> _Task to complete_
Retype the records below exactly as they stand, omitting the pictures.

::: Input data :::

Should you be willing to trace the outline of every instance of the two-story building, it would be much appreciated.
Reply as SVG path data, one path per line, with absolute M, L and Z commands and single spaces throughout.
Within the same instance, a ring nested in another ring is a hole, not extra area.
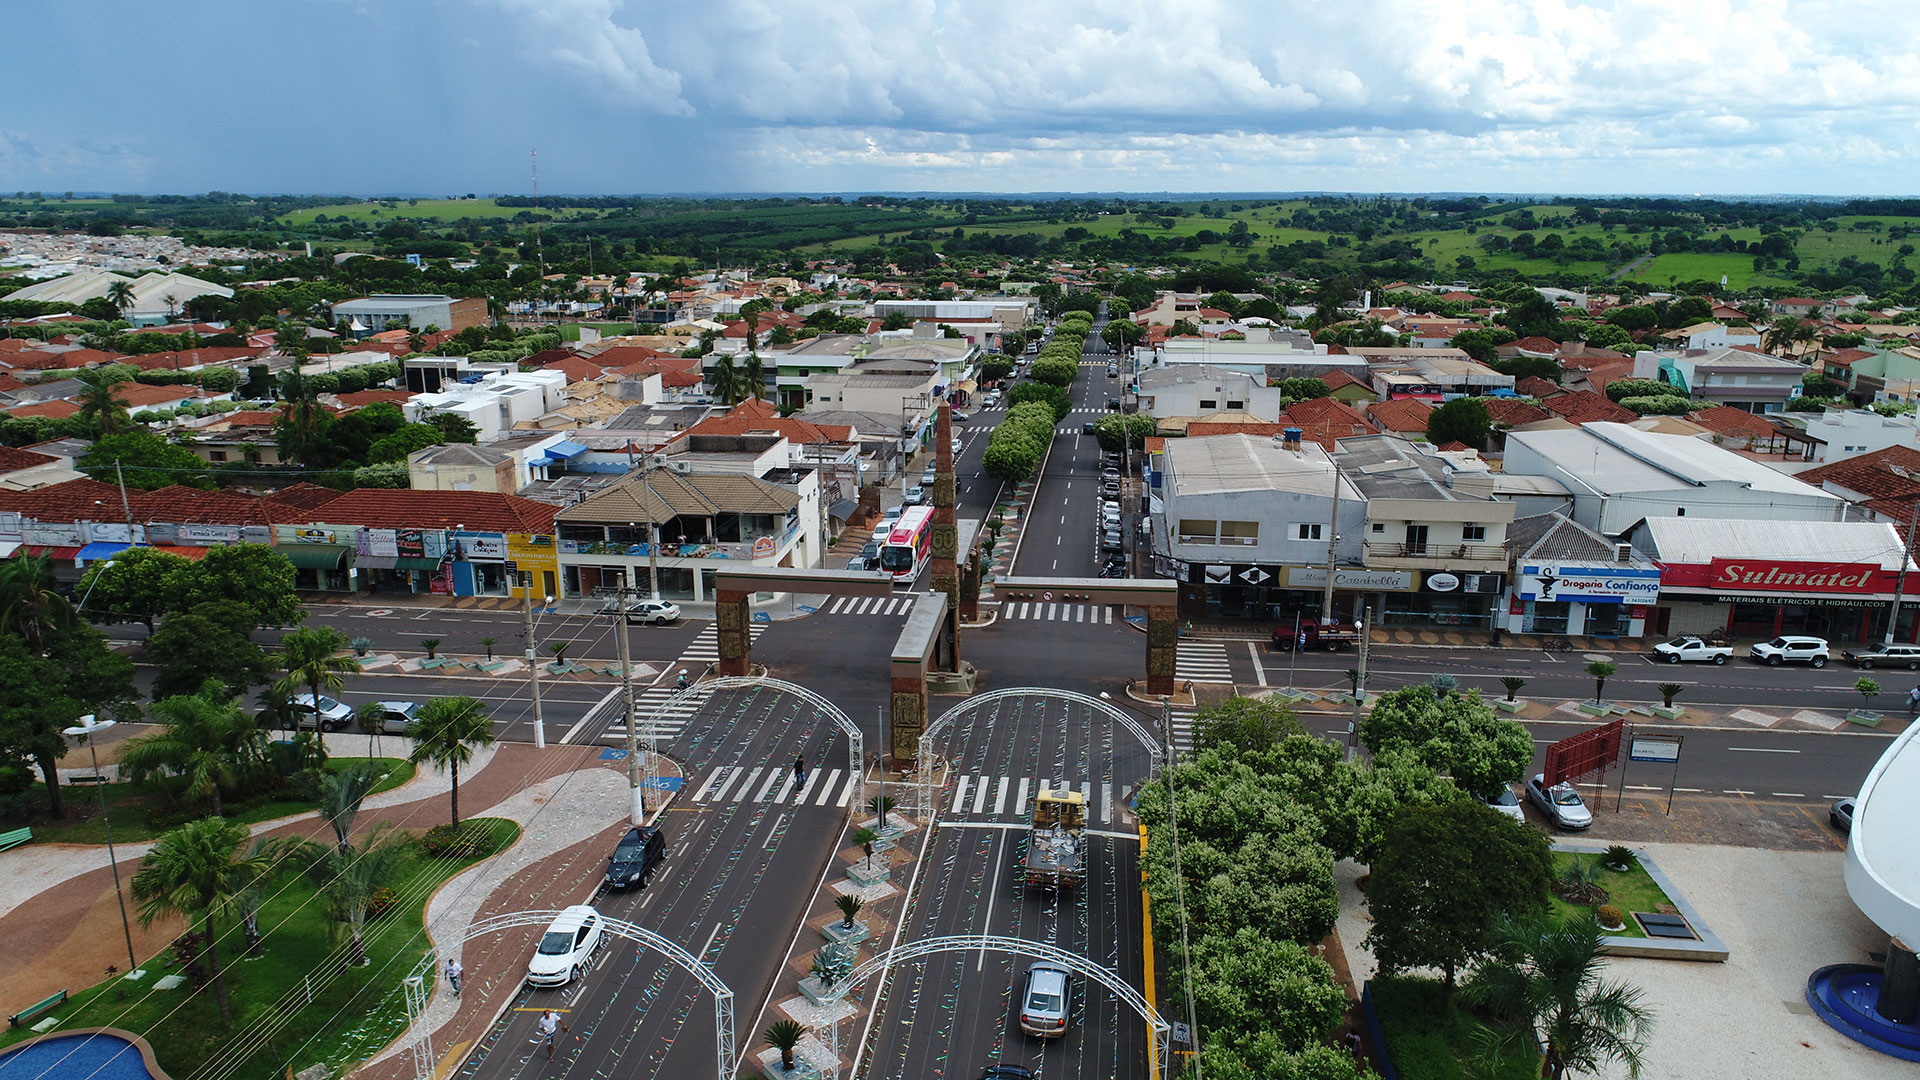
M 1280 418 L 1280 390 L 1264 375 L 1205 365 L 1149 368 L 1140 373 L 1140 411 L 1161 430 L 1183 430 L 1187 422 L 1219 413 L 1244 414 L 1273 423 Z
M 1752 413 L 1779 412 L 1800 396 L 1807 368 L 1746 349 L 1643 352 L 1633 358 L 1633 377 L 1677 388 L 1696 401 L 1731 405 Z
M 566 385 L 566 373 L 553 368 L 495 372 L 474 382 L 455 383 L 438 393 L 415 394 L 401 408 L 408 420 L 416 422 L 442 415 L 462 417 L 473 424 L 479 441 L 485 443 L 559 408 Z

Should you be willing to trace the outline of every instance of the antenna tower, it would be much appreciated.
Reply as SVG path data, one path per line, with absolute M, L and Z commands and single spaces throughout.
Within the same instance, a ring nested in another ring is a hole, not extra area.
M 533 252 L 540 259 L 540 277 L 547 276 L 547 249 L 540 241 L 540 148 L 527 151 L 533 159 Z

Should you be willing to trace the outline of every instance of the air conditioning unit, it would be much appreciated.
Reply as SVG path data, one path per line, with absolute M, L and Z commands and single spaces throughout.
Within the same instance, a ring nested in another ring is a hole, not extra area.
M 1613 545 L 1613 561 L 1614 562 L 1632 562 L 1633 561 L 1633 545 L 1632 544 Z
M 669 462 L 667 462 L 667 468 L 669 468 L 669 469 L 672 469 L 672 470 L 673 470 L 674 472 L 677 472 L 677 473 L 679 473 L 679 474 L 681 474 L 682 476 L 684 476 L 684 475 L 686 475 L 687 473 L 690 473 L 690 472 L 692 472 L 692 471 L 693 471 L 693 462 L 691 462 L 691 461 L 669 461 Z

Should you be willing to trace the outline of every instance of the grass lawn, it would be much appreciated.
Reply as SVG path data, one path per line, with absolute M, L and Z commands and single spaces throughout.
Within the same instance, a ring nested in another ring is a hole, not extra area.
M 1557 874 L 1565 870 L 1567 865 L 1575 859 L 1596 865 L 1600 862 L 1600 856 L 1597 852 L 1556 851 L 1553 853 L 1554 873 Z M 1661 890 L 1660 886 L 1654 884 L 1653 877 L 1647 873 L 1646 867 L 1641 866 L 1638 862 L 1633 864 L 1631 870 L 1625 872 L 1608 870 L 1604 866 L 1601 867 L 1600 885 L 1605 888 L 1609 894 L 1607 903 L 1619 908 L 1620 914 L 1626 917 L 1627 928 L 1625 930 L 1609 931 L 1619 937 L 1646 937 L 1647 935 L 1641 932 L 1640 925 L 1633 921 L 1633 913 L 1636 911 L 1657 911 L 1659 909 L 1654 905 L 1673 903 L 1667 894 Z M 1562 919 L 1571 918 L 1579 912 L 1591 910 L 1590 908 L 1569 904 L 1557 896 L 1549 897 L 1548 902 L 1553 905 L 1554 915 Z
M 304 210 L 289 211 L 285 220 L 293 225 L 311 225 L 314 218 L 325 214 L 328 220 L 393 221 L 412 218 L 424 221 L 437 218 L 441 221 L 465 221 L 468 218 L 510 218 L 531 209 L 526 206 L 501 206 L 492 199 L 376 199 L 371 202 L 310 206 Z M 542 200 L 540 212 L 556 216 L 564 212 L 567 217 L 599 217 L 602 213 L 599 210 L 569 209 L 561 199 Z
M 370 794 L 391 791 L 413 779 L 413 763 L 405 758 L 336 757 L 327 760 L 327 768 L 338 770 L 367 760 L 378 760 L 387 769 L 387 778 L 380 781 Z M 36 805 L 44 805 L 45 785 L 35 784 L 31 794 Z M 33 822 L 33 839 L 55 844 L 106 843 L 107 829 L 100 817 L 100 795 L 92 785 L 68 785 L 61 789 L 61 795 L 66 800 L 66 813 L 59 821 Z M 107 808 L 113 819 L 115 843 L 152 840 L 182 822 L 204 816 L 206 807 L 204 801 L 175 804 L 153 784 L 107 785 Z M 221 809 L 228 820 L 251 825 L 258 821 L 306 813 L 313 809 L 313 801 L 301 795 L 297 789 L 282 788 L 255 799 L 228 800 Z
M 561 323 L 558 328 L 560 331 L 560 340 L 579 341 L 580 328 L 583 326 L 591 326 L 595 330 L 600 331 L 601 337 L 620 337 L 626 334 L 644 334 L 647 332 L 644 326 L 636 331 L 630 322 Z
M 1481 1021 L 1441 999 L 1440 980 L 1409 977 L 1373 980 L 1387 1054 L 1401 1080 L 1532 1080 L 1540 1054 L 1530 1040 L 1518 1042 L 1486 1071 L 1473 1067 L 1481 1054 Z
M 501 848 L 520 836 L 520 827 L 502 818 L 465 824 L 486 829 Z M 198 990 L 191 982 L 152 988 L 171 957 L 149 962 L 143 983 L 109 979 L 73 995 L 55 1015 L 63 1029 L 113 1026 L 144 1035 L 161 1068 L 175 1077 L 202 1067 L 216 1076 L 273 1077 L 284 1075 L 289 1063 L 297 1072 L 321 1061 L 342 1075 L 351 1071 L 342 1065 L 370 1056 L 405 1028 L 401 980 L 427 953 L 426 902 L 442 882 L 476 861 L 416 856 L 392 886 L 394 905 L 367 923 L 365 967 L 345 966 L 346 940 L 331 933 L 304 878 L 281 882 L 261 907 L 256 955 L 238 955 L 242 938 L 233 920 L 218 924 L 232 1000 L 230 1032 L 220 1029 L 210 984 Z M 0 1047 L 34 1034 L 26 1028 L 0 1033 Z

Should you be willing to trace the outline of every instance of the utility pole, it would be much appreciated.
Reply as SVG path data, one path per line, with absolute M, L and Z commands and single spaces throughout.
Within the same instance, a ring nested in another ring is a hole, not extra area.
M 120 484 L 120 509 L 127 515 L 127 543 L 137 543 L 139 538 L 133 535 L 133 504 L 127 501 L 127 477 L 120 471 L 119 458 L 113 459 L 113 478 Z
M 1333 466 L 1333 511 L 1327 515 L 1327 582 L 1320 588 L 1320 625 L 1333 620 L 1333 563 L 1340 551 L 1340 463 L 1327 451 L 1327 464 Z
M 544 750 L 547 746 L 547 716 L 540 708 L 539 642 L 533 640 L 533 571 L 524 573 L 527 575 L 527 672 L 533 679 L 533 745 Z
M 1367 697 L 1367 639 L 1373 633 L 1373 605 L 1368 604 L 1365 610 L 1366 614 L 1354 628 L 1360 632 L 1360 666 L 1355 669 L 1360 677 L 1353 683 L 1353 720 L 1347 725 L 1348 761 L 1353 760 L 1354 745 L 1360 737 L 1360 703 Z
M 633 710 L 633 660 L 627 648 L 627 579 L 620 579 L 620 626 L 614 637 L 620 643 L 620 685 L 627 703 L 627 812 L 635 825 L 647 823 L 646 788 L 640 784 L 640 717 Z
M 126 489 L 121 489 L 124 498 Z M 131 516 L 128 518 L 132 520 Z M 1893 636 L 1900 632 L 1900 598 L 1907 591 L 1907 564 L 1913 561 L 1913 530 L 1920 527 L 1920 499 L 1913 503 L 1913 516 L 1907 520 L 1907 542 L 1900 545 L 1900 574 L 1893 579 L 1893 606 L 1887 610 L 1886 644 L 1893 644 Z

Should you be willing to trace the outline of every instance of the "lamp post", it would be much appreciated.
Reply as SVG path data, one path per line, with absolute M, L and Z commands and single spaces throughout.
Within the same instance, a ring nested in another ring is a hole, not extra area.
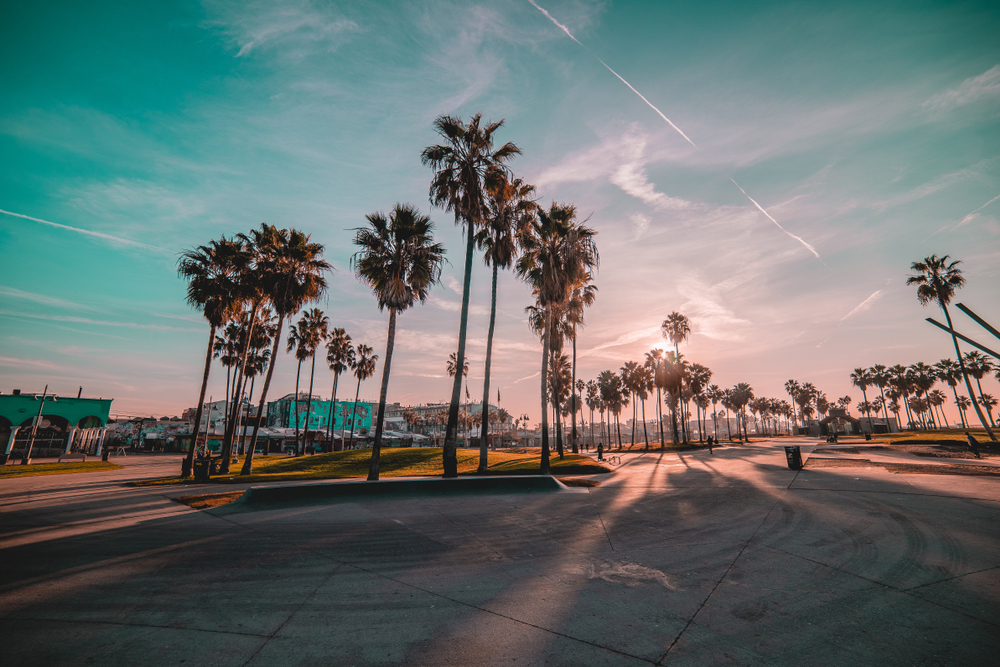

:::

> _Exercise answer_
Should you be willing to trace the outline of every instance of the two-story building, it would be much appreciated.
Reply as SVG path data, one path per line, with absolute M, L and Z commands and single spaces throughout.
Within the same instance, a ring nested in another ring is a hole, not extra area.
M 1280 418 L 1280 390 L 1264 375 L 1205 365 L 1149 368 L 1140 373 L 1140 411 L 1161 430 L 1183 430 L 1187 422 L 1219 413 L 1244 414 L 1273 423 Z
M 1752 413 L 1779 412 L 1800 396 L 1807 368 L 1746 349 L 1643 352 L 1633 358 L 1633 377 L 1677 388 L 1696 401 L 1731 405 Z
M 566 385 L 566 373 L 553 368 L 495 372 L 474 382 L 455 383 L 438 393 L 415 394 L 401 408 L 408 420 L 416 422 L 442 415 L 462 417 L 473 424 L 479 441 L 485 443 L 559 408 Z

Should you be willing to trace the outline of every instance of the antenna tower, it would be much appreciated.
Reply as SVG path data, one path per line, with absolute M, L and Z commands and single spaces throughout.
Within the same instance, a ring nested in another ring is a hole, not extra area.
M 533 252 L 540 259 L 540 277 L 547 276 L 547 249 L 540 241 L 540 148 L 527 151 L 533 159 Z

Should you be willing to trace the outline of every instance of the air conditioning unit, it would be much appreciated.
Reply as SVG path data, one path per line, with absolute M, L and Z commands and single spaces throughout.
Within the same instance, a ring nested in another ring is a hole, not extra area.
M 1613 545 L 1613 561 L 1614 562 L 1632 562 L 1633 561 L 1633 545 L 1632 544 Z
M 669 462 L 667 462 L 667 468 L 669 468 L 669 469 L 672 469 L 672 470 L 673 470 L 674 472 L 677 472 L 677 473 L 679 473 L 679 474 L 681 474 L 682 476 L 684 476 L 684 475 L 686 475 L 687 473 L 690 473 L 690 472 L 692 472 L 692 471 L 693 471 L 693 462 L 691 462 L 691 461 L 669 461 Z

Should you be willing to trace the outline of every instance of the grass lawn, it would be much appreciated.
Reply as SVG path data, one path per line, with absolute M, L and Z commands and single spaces throughout.
Within the same instance, a ring nested in another ring is a hole, not extra area.
M 1557 874 L 1565 870 L 1567 865 L 1575 859 L 1596 865 L 1600 862 L 1600 856 L 1597 852 L 1556 851 L 1553 853 L 1554 873 Z M 1661 890 L 1660 886 L 1654 884 L 1653 877 L 1647 873 L 1646 867 L 1641 866 L 1638 862 L 1633 864 L 1631 870 L 1625 872 L 1608 870 L 1604 866 L 1601 867 L 1600 885 L 1605 888 L 1609 894 L 1607 903 L 1619 908 L 1620 914 L 1626 917 L 1627 928 L 1625 930 L 1609 931 L 1619 937 L 1646 937 L 1647 935 L 1641 932 L 1640 925 L 1633 921 L 1633 913 L 1636 911 L 1657 911 L 1659 909 L 1654 905 L 1673 903 L 1667 894 Z M 1562 919 L 1571 918 L 1579 912 L 1591 910 L 1590 908 L 1569 904 L 1557 896 L 1549 897 L 1548 902 L 1553 905 L 1554 915 Z
M 304 210 L 289 211 L 285 220 L 293 225 L 311 225 L 314 218 L 325 214 L 328 220 L 393 221 L 412 218 L 424 221 L 437 218 L 441 221 L 465 221 L 468 218 L 510 218 L 531 209 L 526 206 L 501 206 L 492 199 L 376 199 L 371 202 L 310 206 Z M 542 200 L 540 212 L 556 216 L 564 212 L 567 217 L 599 217 L 602 213 L 599 210 L 569 209 L 561 199 Z
M 370 794 L 391 791 L 413 779 L 413 763 L 405 758 L 336 757 L 327 760 L 327 768 L 338 770 L 367 760 L 378 760 L 387 769 L 387 778 L 380 781 Z M 36 805 L 44 805 L 45 785 L 35 784 L 31 794 Z M 33 822 L 33 839 L 55 844 L 106 843 L 107 829 L 100 817 L 100 795 L 92 785 L 68 785 L 61 789 L 61 795 L 66 800 L 66 813 L 59 821 Z M 107 808 L 113 819 L 115 843 L 152 840 L 182 822 L 204 816 L 206 807 L 204 801 L 175 804 L 153 784 L 107 785 Z M 221 809 L 228 820 L 251 825 L 258 821 L 306 813 L 313 809 L 313 801 L 301 795 L 297 789 L 282 788 L 255 799 L 228 800 Z
M 561 323 L 558 328 L 560 331 L 560 340 L 579 341 L 580 328 L 583 326 L 591 326 L 595 330 L 600 331 L 601 337 L 620 337 L 626 334 L 644 334 L 647 332 L 644 326 L 636 331 L 630 322 Z
M 1481 1021 L 1441 999 L 1440 980 L 1409 977 L 1373 980 L 1387 1054 L 1401 1080 L 1532 1080 L 1540 1054 L 1530 1040 L 1518 1042 L 1486 1071 L 1473 1067 L 1481 1054 Z
M 501 848 L 520 836 L 520 827 L 502 818 L 465 824 L 486 829 Z M 198 990 L 191 982 L 152 988 L 171 957 L 149 962 L 143 983 L 109 979 L 73 995 L 55 1015 L 63 1029 L 113 1026 L 144 1035 L 161 1068 L 175 1077 L 202 1067 L 216 1076 L 273 1077 L 284 1075 L 289 1063 L 297 1072 L 321 1061 L 342 1075 L 351 1071 L 342 1065 L 370 1056 L 405 1028 L 401 980 L 427 953 L 426 902 L 442 882 L 476 861 L 416 856 L 392 886 L 394 905 L 367 923 L 365 967 L 345 966 L 346 940 L 331 933 L 304 878 L 281 882 L 261 907 L 256 955 L 238 955 L 242 938 L 233 920 L 218 924 L 232 1000 L 230 1032 L 220 1029 L 210 984 Z M 0 1047 L 34 1034 L 26 1028 L 0 1033 Z

Should you be willing to trace the outline of every instance of the utility pole, it would be much appreciated.
Reply as SVG path data, one path per line, with absolute M, L and Z commands and single spaces throughout.
Within the same instance, a ring nested in another ring is a hole, not extra area.
M 120 484 L 120 509 L 127 515 L 127 543 L 137 543 L 139 538 L 133 535 L 133 504 L 127 501 L 127 477 L 120 471 L 119 458 L 113 459 L 113 478 Z
M 1333 466 L 1333 511 L 1327 515 L 1327 582 L 1320 588 L 1320 625 L 1333 620 L 1333 563 L 1340 551 L 1340 463 L 1327 451 L 1327 464 Z
M 544 750 L 547 746 L 547 716 L 540 708 L 539 642 L 533 640 L 533 571 L 524 573 L 527 575 L 527 672 L 533 679 L 533 745 Z
M 1367 697 L 1367 639 L 1373 633 L 1373 605 L 1368 604 L 1365 610 L 1366 614 L 1354 628 L 1360 632 L 1360 666 L 1355 669 L 1360 677 L 1353 683 L 1353 720 L 1347 725 L 1348 761 L 1353 760 L 1354 745 L 1360 737 L 1360 703 Z
M 633 710 L 633 660 L 627 648 L 627 579 L 620 579 L 620 626 L 614 637 L 620 643 L 620 685 L 627 703 L 627 812 L 635 825 L 647 823 L 646 788 L 640 784 L 640 717 Z
M 126 489 L 121 489 L 124 498 Z M 131 516 L 128 518 L 132 520 Z M 1893 636 L 1900 632 L 1900 598 L 1907 591 L 1907 564 L 1913 561 L 1913 530 L 1920 527 L 1920 499 L 1913 503 L 1913 516 L 1907 520 L 1907 542 L 1900 545 L 1900 574 L 1893 579 L 1893 606 L 1887 610 L 1886 644 L 1893 644 Z

Should you be willing to trace the outline of every instance of the "lamp post", it would be much appreciated.
Reply as SVG path data, one path per line, with absolute M, L and Z commands and single spaces throughout.
Within the same instance, a ring nested in another ring is a hole, not extra area.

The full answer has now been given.